● **Set task**
Return each line of the entries below that contains the word "wooden".

● **Data supplied**
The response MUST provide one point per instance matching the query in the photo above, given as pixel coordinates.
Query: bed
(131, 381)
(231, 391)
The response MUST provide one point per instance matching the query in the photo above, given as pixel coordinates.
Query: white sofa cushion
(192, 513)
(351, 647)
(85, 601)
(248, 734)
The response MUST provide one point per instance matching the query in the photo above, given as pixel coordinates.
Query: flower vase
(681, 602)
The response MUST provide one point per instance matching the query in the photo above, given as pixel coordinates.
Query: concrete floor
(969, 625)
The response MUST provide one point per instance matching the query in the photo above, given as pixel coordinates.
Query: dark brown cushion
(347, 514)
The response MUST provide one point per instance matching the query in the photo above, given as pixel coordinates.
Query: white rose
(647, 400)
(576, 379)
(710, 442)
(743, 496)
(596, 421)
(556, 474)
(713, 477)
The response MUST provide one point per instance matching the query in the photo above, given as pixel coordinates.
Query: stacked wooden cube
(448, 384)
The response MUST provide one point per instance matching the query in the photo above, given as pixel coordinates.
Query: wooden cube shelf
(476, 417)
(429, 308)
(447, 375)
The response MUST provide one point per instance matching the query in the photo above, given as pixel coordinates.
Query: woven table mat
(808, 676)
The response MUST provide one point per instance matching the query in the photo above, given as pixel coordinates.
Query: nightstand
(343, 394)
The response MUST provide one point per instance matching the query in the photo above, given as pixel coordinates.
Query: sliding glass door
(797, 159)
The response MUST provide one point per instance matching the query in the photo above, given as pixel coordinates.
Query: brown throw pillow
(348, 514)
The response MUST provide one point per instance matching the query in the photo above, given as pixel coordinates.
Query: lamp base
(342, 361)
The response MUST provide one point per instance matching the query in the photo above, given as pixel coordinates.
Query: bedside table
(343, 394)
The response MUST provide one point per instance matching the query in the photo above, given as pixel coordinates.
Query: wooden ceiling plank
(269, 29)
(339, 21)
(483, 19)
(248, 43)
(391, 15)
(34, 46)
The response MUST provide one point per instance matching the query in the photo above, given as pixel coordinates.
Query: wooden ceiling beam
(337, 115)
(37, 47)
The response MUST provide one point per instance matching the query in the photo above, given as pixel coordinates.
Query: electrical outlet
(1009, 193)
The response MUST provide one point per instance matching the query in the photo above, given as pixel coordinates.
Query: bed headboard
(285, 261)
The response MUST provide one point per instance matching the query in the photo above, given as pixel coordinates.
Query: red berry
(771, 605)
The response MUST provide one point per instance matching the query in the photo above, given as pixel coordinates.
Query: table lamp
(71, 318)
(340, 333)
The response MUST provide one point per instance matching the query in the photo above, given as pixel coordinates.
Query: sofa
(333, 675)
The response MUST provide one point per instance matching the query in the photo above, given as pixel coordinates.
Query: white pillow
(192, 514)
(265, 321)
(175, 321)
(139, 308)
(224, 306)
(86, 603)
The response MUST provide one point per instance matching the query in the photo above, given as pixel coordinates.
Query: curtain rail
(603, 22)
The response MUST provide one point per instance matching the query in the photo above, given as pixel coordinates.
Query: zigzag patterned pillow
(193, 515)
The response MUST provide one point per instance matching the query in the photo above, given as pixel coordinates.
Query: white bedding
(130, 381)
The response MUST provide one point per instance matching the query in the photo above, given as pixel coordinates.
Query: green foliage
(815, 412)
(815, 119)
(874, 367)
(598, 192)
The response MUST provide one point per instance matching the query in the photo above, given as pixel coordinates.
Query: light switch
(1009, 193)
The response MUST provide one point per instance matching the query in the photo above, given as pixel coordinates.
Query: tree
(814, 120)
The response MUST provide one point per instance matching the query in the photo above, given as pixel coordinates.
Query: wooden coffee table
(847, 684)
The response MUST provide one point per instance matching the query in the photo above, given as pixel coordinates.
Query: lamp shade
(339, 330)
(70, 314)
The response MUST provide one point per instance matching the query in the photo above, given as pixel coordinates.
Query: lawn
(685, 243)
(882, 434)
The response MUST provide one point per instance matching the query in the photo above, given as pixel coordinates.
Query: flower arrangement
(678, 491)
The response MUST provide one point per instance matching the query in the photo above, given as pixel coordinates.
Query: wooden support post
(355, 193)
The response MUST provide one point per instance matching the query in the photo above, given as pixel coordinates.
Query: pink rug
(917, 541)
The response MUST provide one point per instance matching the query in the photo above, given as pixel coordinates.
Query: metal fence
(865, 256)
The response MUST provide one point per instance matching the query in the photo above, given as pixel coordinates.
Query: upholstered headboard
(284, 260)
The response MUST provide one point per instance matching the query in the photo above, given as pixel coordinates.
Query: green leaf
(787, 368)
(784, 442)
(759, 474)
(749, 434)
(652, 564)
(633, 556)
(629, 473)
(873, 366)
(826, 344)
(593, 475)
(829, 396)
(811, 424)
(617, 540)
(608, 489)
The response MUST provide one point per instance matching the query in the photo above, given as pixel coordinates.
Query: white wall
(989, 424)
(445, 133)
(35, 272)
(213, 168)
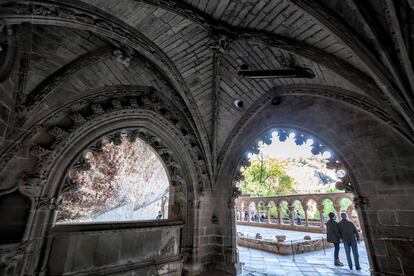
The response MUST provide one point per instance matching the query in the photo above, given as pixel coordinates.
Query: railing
(255, 210)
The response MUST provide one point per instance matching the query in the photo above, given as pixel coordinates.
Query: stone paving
(262, 263)
(270, 233)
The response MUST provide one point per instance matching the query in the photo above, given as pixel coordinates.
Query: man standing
(349, 236)
(332, 236)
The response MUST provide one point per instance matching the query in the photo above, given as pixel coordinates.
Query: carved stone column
(320, 209)
(292, 214)
(337, 208)
(279, 216)
(306, 217)
(267, 214)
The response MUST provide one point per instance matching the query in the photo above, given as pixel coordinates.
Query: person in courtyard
(159, 216)
(298, 218)
(333, 236)
(349, 236)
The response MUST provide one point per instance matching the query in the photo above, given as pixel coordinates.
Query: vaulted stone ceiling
(198, 48)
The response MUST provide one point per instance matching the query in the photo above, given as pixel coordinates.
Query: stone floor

● **Problem solution**
Query: stacked wooden cube
Query: wooden cube shelf
Query: wooden ceiling plank
Query: wooden ceiling beam
Query: wooden coffee table
Query: wooden support post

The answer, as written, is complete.